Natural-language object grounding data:
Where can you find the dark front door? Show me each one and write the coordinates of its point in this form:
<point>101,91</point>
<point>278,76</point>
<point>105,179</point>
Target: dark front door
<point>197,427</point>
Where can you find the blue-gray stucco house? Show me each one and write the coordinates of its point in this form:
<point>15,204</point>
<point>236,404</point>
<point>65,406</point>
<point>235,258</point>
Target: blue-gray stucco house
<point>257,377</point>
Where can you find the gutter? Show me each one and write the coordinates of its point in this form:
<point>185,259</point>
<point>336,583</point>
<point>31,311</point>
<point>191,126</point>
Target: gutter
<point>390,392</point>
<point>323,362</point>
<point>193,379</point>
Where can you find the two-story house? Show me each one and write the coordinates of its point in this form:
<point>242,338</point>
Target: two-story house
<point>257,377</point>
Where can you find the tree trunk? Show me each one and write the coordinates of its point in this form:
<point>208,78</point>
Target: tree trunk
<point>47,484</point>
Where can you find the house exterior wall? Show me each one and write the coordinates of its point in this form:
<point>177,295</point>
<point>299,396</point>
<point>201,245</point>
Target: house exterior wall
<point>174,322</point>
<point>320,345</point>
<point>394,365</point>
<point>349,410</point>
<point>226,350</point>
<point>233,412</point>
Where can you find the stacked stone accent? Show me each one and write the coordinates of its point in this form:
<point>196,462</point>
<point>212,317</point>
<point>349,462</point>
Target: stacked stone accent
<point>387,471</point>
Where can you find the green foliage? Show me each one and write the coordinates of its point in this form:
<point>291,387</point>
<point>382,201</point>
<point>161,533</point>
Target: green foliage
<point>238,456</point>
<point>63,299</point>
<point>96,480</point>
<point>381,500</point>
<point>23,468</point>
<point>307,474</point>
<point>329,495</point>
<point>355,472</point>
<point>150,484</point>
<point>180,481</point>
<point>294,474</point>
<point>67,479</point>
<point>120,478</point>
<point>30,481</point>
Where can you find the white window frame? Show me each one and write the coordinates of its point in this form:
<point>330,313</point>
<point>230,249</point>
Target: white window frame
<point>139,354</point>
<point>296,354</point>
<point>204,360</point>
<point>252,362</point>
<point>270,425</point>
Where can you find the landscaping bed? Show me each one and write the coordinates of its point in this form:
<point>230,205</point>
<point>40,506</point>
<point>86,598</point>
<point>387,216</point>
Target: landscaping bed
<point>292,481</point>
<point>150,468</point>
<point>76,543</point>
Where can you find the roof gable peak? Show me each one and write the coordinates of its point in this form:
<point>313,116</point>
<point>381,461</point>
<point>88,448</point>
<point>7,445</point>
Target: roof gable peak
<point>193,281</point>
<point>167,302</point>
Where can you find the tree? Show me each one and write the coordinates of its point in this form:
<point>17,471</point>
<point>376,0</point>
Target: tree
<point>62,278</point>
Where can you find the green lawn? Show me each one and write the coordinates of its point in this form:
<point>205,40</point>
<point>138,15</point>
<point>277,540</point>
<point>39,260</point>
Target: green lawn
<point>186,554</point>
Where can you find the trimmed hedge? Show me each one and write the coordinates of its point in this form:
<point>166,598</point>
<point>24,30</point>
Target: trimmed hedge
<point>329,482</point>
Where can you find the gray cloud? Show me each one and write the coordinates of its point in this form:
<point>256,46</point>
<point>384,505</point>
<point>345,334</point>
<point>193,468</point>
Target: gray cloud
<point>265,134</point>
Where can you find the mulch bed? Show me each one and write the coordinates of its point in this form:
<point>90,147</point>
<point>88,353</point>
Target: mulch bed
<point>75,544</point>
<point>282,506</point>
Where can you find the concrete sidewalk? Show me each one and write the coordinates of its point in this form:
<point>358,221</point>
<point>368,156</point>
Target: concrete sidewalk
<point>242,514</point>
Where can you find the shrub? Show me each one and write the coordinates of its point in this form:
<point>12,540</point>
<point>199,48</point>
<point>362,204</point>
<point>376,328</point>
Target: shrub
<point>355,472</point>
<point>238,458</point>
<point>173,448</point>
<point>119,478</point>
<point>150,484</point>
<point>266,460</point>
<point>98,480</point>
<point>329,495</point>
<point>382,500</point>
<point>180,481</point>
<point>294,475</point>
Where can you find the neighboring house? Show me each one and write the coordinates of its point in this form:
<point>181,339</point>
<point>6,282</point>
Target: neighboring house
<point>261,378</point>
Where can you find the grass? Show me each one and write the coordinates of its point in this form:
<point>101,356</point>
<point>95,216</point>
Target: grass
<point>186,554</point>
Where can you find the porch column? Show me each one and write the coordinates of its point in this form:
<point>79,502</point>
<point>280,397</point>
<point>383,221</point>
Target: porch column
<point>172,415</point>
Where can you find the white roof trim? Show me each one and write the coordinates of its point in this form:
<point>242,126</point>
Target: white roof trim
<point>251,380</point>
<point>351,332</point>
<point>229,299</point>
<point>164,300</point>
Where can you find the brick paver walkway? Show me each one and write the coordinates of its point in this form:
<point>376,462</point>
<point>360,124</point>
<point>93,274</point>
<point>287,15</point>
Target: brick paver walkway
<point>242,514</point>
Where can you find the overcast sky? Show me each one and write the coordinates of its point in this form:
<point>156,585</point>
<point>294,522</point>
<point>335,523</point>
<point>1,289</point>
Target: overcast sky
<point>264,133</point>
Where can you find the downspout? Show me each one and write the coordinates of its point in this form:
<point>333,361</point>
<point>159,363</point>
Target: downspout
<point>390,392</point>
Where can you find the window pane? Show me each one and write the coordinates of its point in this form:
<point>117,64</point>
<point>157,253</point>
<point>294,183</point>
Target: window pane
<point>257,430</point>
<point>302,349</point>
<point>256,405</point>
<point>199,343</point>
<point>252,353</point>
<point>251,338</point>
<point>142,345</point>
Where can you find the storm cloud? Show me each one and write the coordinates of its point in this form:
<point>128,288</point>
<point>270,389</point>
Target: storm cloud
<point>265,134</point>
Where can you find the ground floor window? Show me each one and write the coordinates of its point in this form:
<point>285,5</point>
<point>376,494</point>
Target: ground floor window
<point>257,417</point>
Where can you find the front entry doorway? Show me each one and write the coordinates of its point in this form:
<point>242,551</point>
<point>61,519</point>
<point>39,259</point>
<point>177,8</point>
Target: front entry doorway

## Work to be completed
Write every record out again exactly.

## Solution to this exercise
Where can you find the dark front door? Show me each one and write the coordinates of its point in this form:
<point>101,91</point>
<point>278,76</point>
<point>105,179</point>
Target: dark front door
<point>197,427</point>
Where can you find the blue-gray stucco house? Show me each one and write the coordinates of its point in this form:
<point>15,204</point>
<point>236,404</point>
<point>65,406</point>
<point>235,258</point>
Target: blue-gray stucco house
<point>257,377</point>
Where can you find the gutter? Show me each one and write the coordinates of its point in this form:
<point>185,259</point>
<point>336,583</point>
<point>31,311</point>
<point>191,126</point>
Target: gutter
<point>390,392</point>
<point>323,362</point>
<point>193,379</point>
Where can you find the two-story house? Show me each one and write the coordinates of its point in this form:
<point>242,338</point>
Target: two-story house
<point>257,377</point>
Where can you find the tree trunk? Show me each one and write the coordinates of its point in this form:
<point>208,78</point>
Target: tree trunk
<point>47,484</point>
Where can you find the house exterior wall? Show me each one and write the coordinates of its point in this form:
<point>177,295</point>
<point>299,396</point>
<point>201,245</point>
Target: house exterior wall
<point>174,322</point>
<point>320,345</point>
<point>394,365</point>
<point>349,410</point>
<point>226,350</point>
<point>233,412</point>
Where can you find the stacked stone accent? Show me each one and write the coordinates of its point in this form:
<point>196,462</point>
<point>212,317</point>
<point>349,462</point>
Target: stacked stone accent
<point>387,471</point>
Where can you find the green foliage? Show me each one and write the coordinates of its point in this form:
<point>291,387</point>
<point>382,201</point>
<point>161,533</point>
Target: green foliage
<point>238,456</point>
<point>63,299</point>
<point>96,480</point>
<point>381,500</point>
<point>23,468</point>
<point>307,474</point>
<point>329,495</point>
<point>355,472</point>
<point>150,484</point>
<point>180,481</point>
<point>294,474</point>
<point>67,479</point>
<point>120,478</point>
<point>30,481</point>
Where can you find the white window frame? Show me each one and write the coordinates of its point in this form:
<point>330,313</point>
<point>230,249</point>
Target: white window frame
<point>139,354</point>
<point>296,354</point>
<point>204,360</point>
<point>252,362</point>
<point>270,425</point>
Where can you find the landscaping bed? Show me each one and write the coordinates of its point in this form:
<point>230,205</point>
<point>40,506</point>
<point>86,598</point>
<point>387,216</point>
Target: landscaping bed
<point>292,481</point>
<point>150,468</point>
<point>76,543</point>
Where can you find the roof gable peak? Show me each one and write the coordinates of its point in this form:
<point>313,116</point>
<point>381,461</point>
<point>88,448</point>
<point>7,445</point>
Target: roof gable peak
<point>193,281</point>
<point>167,302</point>
Where can you find the tree? Show me each one and write the coordinates of its point in this form:
<point>17,471</point>
<point>376,0</point>
Target: tree
<point>62,278</point>
Where can you find the green lawn? Show me each one and write the coordinates of its point in this form:
<point>205,40</point>
<point>138,15</point>
<point>277,540</point>
<point>39,260</point>
Target: green lawn
<point>186,554</point>
Where can you find the trimmed hedge? Show me each one and write the coordinates of its point in this form:
<point>166,598</point>
<point>24,30</point>
Target: trimmed hedge
<point>329,482</point>
Where can you find the gray cloud? Show me each one and write the coordinates of its point in this form:
<point>256,46</point>
<point>384,505</point>
<point>345,334</point>
<point>193,468</point>
Target: gray cloud
<point>265,134</point>
Where can you find the mulch bed? Show me each one and write the coordinates of its point in this form:
<point>90,147</point>
<point>88,353</point>
Target: mulch bed
<point>75,544</point>
<point>282,506</point>
Where can you find the concrete sidewalk? Show me each one and write the coordinates of its point in this form:
<point>358,221</point>
<point>368,156</point>
Target: concrete sidewalk
<point>242,514</point>
Where can you find the shrub? Show me each one and write the coordinates of its point in this form:
<point>12,540</point>
<point>199,48</point>
<point>362,204</point>
<point>376,328</point>
Target: shrub
<point>355,472</point>
<point>238,458</point>
<point>173,448</point>
<point>119,478</point>
<point>150,484</point>
<point>266,460</point>
<point>98,480</point>
<point>329,495</point>
<point>382,500</point>
<point>180,481</point>
<point>294,475</point>
Where can you find the neighboring house? Show me each one and write the coordinates of its point in this form:
<point>181,339</point>
<point>6,282</point>
Target: neighboring house
<point>261,378</point>
Where can you find the grass? Show me each one and write the coordinates of its point in this form:
<point>101,356</point>
<point>95,216</point>
Target: grass
<point>186,554</point>
Where can you find the porch column? Show me each one and write the coordinates of its point in this form:
<point>79,502</point>
<point>280,397</point>
<point>383,221</point>
Target: porch column
<point>172,415</point>
Where can you find the white roof trim? Show me each one and write the coordinates of its point in this form:
<point>242,126</point>
Target: white roof trim
<point>251,380</point>
<point>351,332</point>
<point>229,299</point>
<point>164,300</point>
Where can you find the brick paver walkway? Show me each one and write the coordinates of its point in this form:
<point>376,462</point>
<point>360,124</point>
<point>93,274</point>
<point>287,15</point>
Target: brick paver walkway
<point>242,514</point>
Where can you find the overcast sky? Show me each one and write the coordinates of its point in this form:
<point>156,585</point>
<point>294,522</point>
<point>335,523</point>
<point>1,289</point>
Target: overcast sky
<point>264,133</point>
Where can you find the downspout? Show me each one and write the coordinates of its point in this form:
<point>333,361</point>
<point>159,363</point>
Target: downspout
<point>390,392</point>
Where can you find the window pane? Show me each one and write the coordinates of its point in this form:
<point>117,64</point>
<point>157,253</point>
<point>294,183</point>
Target: window pane
<point>257,430</point>
<point>302,349</point>
<point>256,405</point>
<point>199,343</point>
<point>252,353</point>
<point>251,338</point>
<point>142,345</point>
Where can you find the storm cloud? Show me each one and write the coordinates of its point in this form:
<point>128,288</point>
<point>270,389</point>
Target: storm cloud
<point>265,134</point>
Where can you find the ground floor window? Show me each one and write the coordinates of its point in this form:
<point>285,5</point>
<point>376,494</point>
Target: ground floor window
<point>257,417</point>
Where can you find the front entry doorway? Show me each one and write the coordinates of its point in this form:
<point>242,551</point>
<point>61,519</point>
<point>39,259</point>
<point>177,8</point>
Target: front entry doorway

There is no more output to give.